====== Document passage ======

# Feeling so empty :(



## jenny123 (Mar 21, 2012)

I wake up everyday with anxiety. I'm afraid one day I am going to have a panic attack or a heart attack. All I think about 24/7 is this separation. I can't focus on anything else. I feel like I have nothing to offer and no interests at all.......like there is no other feeling inside me but sadness.

Yesterday, H picked us up for our sons baseball tournament. Spent the whole day at the baseball field, then went out to dinner. When we got home, he helped bring some things in the house. When he was leaving, he kissed me goodbye. I said he can stay for a bit if he wants, Well he said he had laundry to do (yeah right) and left. 

He mentioned he wants to go to marriage counseling to see if it can help our relationship. This is the only thing that is giving me a glimmer of hope that we can work this out. I don't know if he is just stringing me along or what. I'm going to make an appointment this week and see how it goes. I'm so afraid to do this.


----------



## unsure78 (Oct 17, 2011)

jenny there is no harm in trying- it may help clarify things for you. being in limbo is worse than having a path forward
_Posted via Mobile Device_


----------



## bluebeauty (Aug 25, 2011)

I've been in limbo about 8 months. I feel your pain. I'm not dealing at all 
_Posted via Mobile Device_


----------



## brokenbythis (Aug 21, 2011)

======

◆ Requirements:
1. Summarize the separation thread in two sentences.
2. Carry on the separation thread from the point where it stops.
The data that comes after this point is from a separate source.

====== Source excerpt ======

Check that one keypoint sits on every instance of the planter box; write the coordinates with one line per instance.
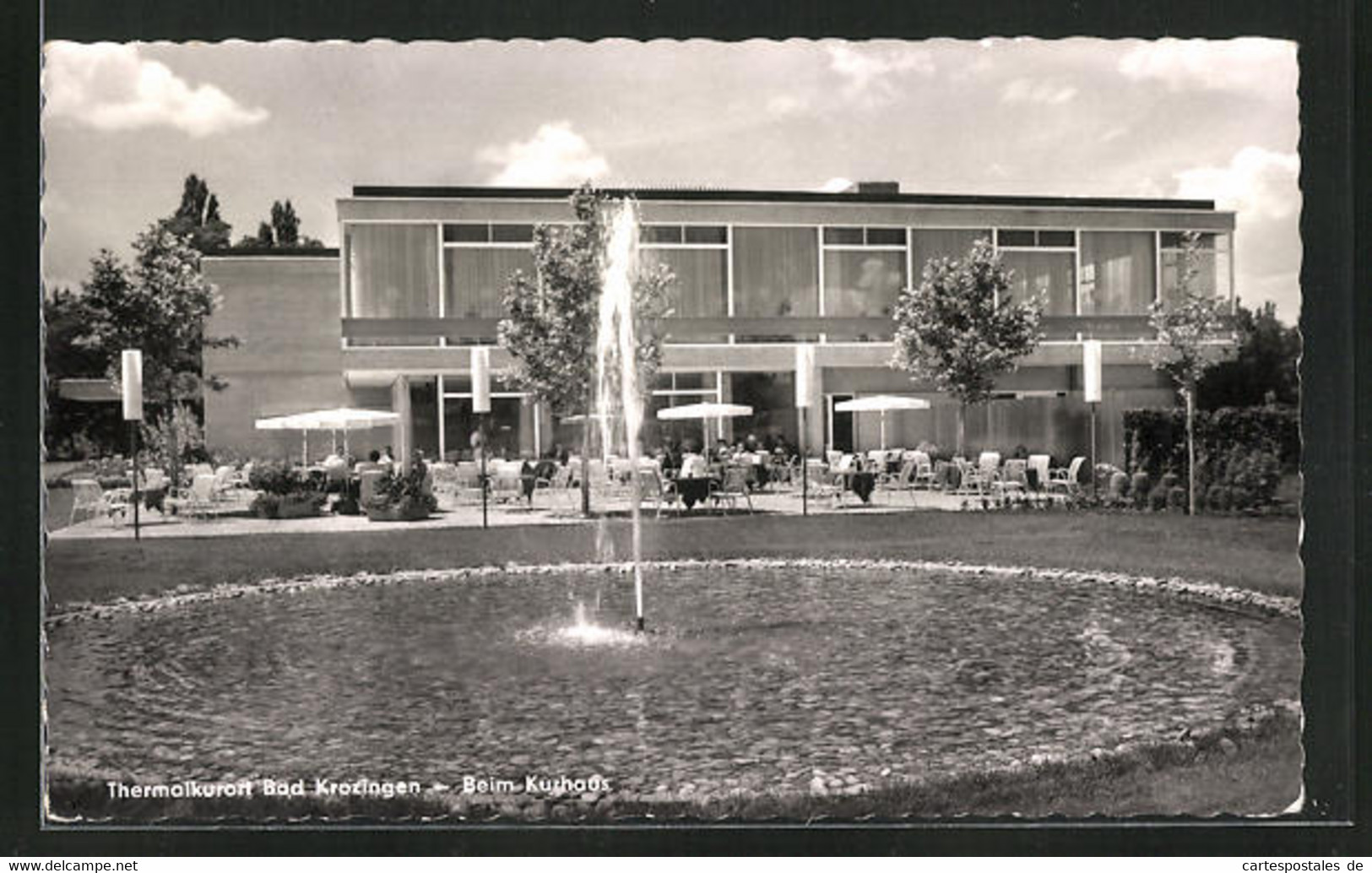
(395, 513)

======

◆ Outputs in order:
1. jenny123 writes that the separation leaves her anxious and sad every day, and that after a day together at their son's baseball tournament her husband turned down her offer to stay and left. His suggestion of marriage counseling gives her some hope, so she plans to make an appointment; unsure78 encourages her to try because limbo is worse than a path forward, and bluebeauty says they have been in limbo about eight months.

2.
Jenny I wake up every morning feeling the same way you do. My husband still lives in the house but sleeps in the spare room. Every day without fail, he does something hurtful... I want him to move out. I've had enough.

I want to see the sunshine in my life again.


----------



## Andy968 (Apr 29, 2012)

I think moving forward to counseling regardless of what he does is important. It may work and it may not. My wife went for about eight months, but never really applied it. She chose to stop counseling because it wasn't working for her. I continued my own counseling without her. 

I could have focused my anger at her for stringing me along during counseling, and allow anxiety about my future consume me. My sister said fear is nothing more than "False Expectations Already Realized". Try to focus on what you can control, not what you can't. Sometimes you will fail, but the more you do the more you succeed. 

I continued to work on myself in between my emotional lows, and worked on avoiding F.E.A.R. I learned a-lot about myself that needed fixing. I will always remain flawed, but I can now minimize the behavior that is destructive to my future relationships. After doing this for about 18 months, I started unknowingly looking to the future, and saw there are better days ahead. I saw that if my wife leaves me, I will find someone else who wants to receive and give love to and from me. It doesn't mean I don't hurt anymore, and it doesn't mean that one day you wake up and everything just feels great. It's a gradual process that I think you can speed up by taking care of yourself while trying counseling with the H. I am not a counselor but this is my experience as I am living it now.


----------



## jenny123 (Mar 21, 2012)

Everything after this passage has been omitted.